• _Text provided_:
=== Section Start ===
Saturday, June 06, 2026

🤖

I’ve learned (long ago!) the limitations of this format. It’s impossible to really engage a topic worth examining carefully, a topic like, say, consciousness. That concept can’t really be carefully examined anyway, not without a library’s worth of books laid open, and a college faculty worth of scholars to hold the discussion. And even then you’ll find lots of closed minds who insist you contradict their cherished opinions/conclusions, so you must be wrong!

That’s alright,,that’s the way it should be. But engaging that level of discussion in this format? Well, you can’t really write a book in a blog post. 

I still have the book on my shelf (I’d have to re-read it to do its arguments justice) about computers and consciousness. It’s an updated version (now old again) of an earlier book by the same author. The title tells you all we need to know here: What Computers Still Can’t Do. It’s pre-AI or LLM’s, to be a bit more accurate (I think the term “AI” yields too much ground too inaccurately), and it’s more of a philosophical than computer science approach to the topic, ,because it approaches the question of consciousness and examines the concept. Basically the argument, IIRC, is that consciousness as we humans know it (to the extent we do, because we can ill define it), is an embodied function. We know it through creatures. Some may argue that plants have consciousness (in the ‘70’s it was a popular conceit that talking to your houseplants helped them grow. I am not making this up.), but we can all discuss whether even bugs have consciousness sufficient to make them want to avoid imminent death from being stepped on. Which is hardly the kind of consciousness we usually think of for AI; but you see how hard it is to reduce these things to the size of a blog post. 

So, to reduce the book’s arguments further, consciousness is a biological function. Or at least it requires a body and a desire of what operates that body to continue to function (Is Data a toaster?). I don’t mean a “survival instinct” (that’s a bullshit concept. But again: format. Take it as read, and let’s move on.). I mean simply an interest in maintaining existence as long as possible. I speak rather loosely on purpose. Blame the format. Or say I’m not Wittgenstein, and this is not a Tractatus. Either way….

So consciousness arises from awareness of existence (which is not to be confused with being; I want to suspend phenomenology from this discussion for a moment) in space, and a body existing in that space. Now, you don’t have to fall into dualism, here. Mind and body can be one. We don’t need a ghost in the machine to be conscious. But we do need a body.

Our fiction sort of intuitively understands this. “Rogue”  computers in sci-fi all acquire some mechanical means to affect the world (SkyNet can operate factories to build robots), or somehow embody its intentions to take over the world/destroy humanity, else how is it scary? Print out a really frightening treatise when someone hits the “Print” key? That’s kinda weak.

As NTodd points out, AI/LLM’s are just software “waiting” (does it count the time it is inactive? It is that just code, too?) to respond to input; respond the way it’s coded to do. Even an infant has consciousness, but it’s not waiting for input from the adults around it; it’s demanding responses. There’s a vast difference there.

It’s a funny thing, that the people telling us AI is inevitable, are not telling us more infants are inevitable. Maybe because they haven’t monetized infants the way they have AI.

I think the issues about AI and consciousness are interesting. But the issues about the inevitability of AI, and the resources society must give to the handful of people saying they must have it, is the real concern.  AI is not demanding it be put in charge of the world, people are. The irony is, Apple sold us on computers as a way to prevent “1984.” And now computers controlling our world is presented as the unstoppable inevitability.
=== Section End ===
[Items from a dataset]
=== Section Start ===
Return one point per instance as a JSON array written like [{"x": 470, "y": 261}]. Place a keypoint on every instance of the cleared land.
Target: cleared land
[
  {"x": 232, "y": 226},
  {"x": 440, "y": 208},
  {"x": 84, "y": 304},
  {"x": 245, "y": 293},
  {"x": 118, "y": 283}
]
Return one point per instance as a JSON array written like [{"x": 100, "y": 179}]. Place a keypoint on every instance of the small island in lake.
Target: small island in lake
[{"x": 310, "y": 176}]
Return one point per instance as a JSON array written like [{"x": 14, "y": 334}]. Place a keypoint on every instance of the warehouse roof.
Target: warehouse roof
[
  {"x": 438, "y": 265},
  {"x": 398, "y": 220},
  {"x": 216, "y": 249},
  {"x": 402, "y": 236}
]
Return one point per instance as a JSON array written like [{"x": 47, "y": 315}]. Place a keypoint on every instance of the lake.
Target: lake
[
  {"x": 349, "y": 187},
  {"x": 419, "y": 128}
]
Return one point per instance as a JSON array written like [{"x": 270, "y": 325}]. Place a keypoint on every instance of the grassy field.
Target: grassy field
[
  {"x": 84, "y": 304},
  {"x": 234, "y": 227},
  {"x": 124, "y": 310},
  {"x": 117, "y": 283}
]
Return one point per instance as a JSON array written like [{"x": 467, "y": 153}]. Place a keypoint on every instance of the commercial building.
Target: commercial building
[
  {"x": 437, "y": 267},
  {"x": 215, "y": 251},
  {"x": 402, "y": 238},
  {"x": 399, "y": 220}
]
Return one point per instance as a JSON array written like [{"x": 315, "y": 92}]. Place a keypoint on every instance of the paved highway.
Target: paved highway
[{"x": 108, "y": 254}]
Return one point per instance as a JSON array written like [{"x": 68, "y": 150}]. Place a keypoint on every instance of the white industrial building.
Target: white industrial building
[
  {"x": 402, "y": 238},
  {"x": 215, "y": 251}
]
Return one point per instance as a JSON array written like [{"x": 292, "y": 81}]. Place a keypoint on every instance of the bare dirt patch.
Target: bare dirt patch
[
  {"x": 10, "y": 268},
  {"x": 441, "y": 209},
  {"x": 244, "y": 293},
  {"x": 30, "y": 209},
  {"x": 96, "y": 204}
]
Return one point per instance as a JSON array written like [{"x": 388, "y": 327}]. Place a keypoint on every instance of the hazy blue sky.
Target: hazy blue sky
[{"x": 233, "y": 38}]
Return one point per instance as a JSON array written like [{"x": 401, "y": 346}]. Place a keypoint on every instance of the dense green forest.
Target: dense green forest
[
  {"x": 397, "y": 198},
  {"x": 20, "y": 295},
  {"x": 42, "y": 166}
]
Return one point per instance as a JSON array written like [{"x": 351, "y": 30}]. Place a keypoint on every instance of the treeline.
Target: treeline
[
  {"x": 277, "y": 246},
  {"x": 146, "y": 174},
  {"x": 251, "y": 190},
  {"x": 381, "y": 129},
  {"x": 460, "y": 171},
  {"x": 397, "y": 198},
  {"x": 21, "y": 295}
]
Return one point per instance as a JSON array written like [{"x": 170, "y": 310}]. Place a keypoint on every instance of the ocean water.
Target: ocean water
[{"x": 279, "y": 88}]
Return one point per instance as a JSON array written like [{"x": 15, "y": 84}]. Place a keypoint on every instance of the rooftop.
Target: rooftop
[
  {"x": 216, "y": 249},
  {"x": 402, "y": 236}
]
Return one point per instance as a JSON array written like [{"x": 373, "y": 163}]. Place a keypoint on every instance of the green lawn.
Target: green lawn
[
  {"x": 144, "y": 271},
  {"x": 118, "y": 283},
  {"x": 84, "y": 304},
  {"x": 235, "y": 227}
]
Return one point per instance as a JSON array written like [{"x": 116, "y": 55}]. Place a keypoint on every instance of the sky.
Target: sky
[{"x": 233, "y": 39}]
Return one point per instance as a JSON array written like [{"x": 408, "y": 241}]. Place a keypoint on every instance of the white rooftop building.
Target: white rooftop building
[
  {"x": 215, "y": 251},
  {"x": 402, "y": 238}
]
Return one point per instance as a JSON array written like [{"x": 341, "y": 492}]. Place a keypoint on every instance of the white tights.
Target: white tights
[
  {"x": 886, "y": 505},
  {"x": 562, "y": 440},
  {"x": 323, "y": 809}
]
=== Section End ===
• _Work order_:
From the blog post about AI and consciousness, quote word for word the passage that starts at "Saturday, June 06, 2026" and ends after "must be wrong!".

• _Written response_:
Saturday, June 06, 2026

🤖

I’ve learned (long ago!) the limitations of this format. It’s impossible to really engage a topic worth examining carefully, a topic like, say, consciousness. That concept can’t really be carefully examined anyway, not without a library’s worth of books laid open, and a college faculty worth of scholars to hold the discussion. And even then you’ll find lots of closed minds who insist you contradict their cherished opinions/conclusions, so you must be wrong!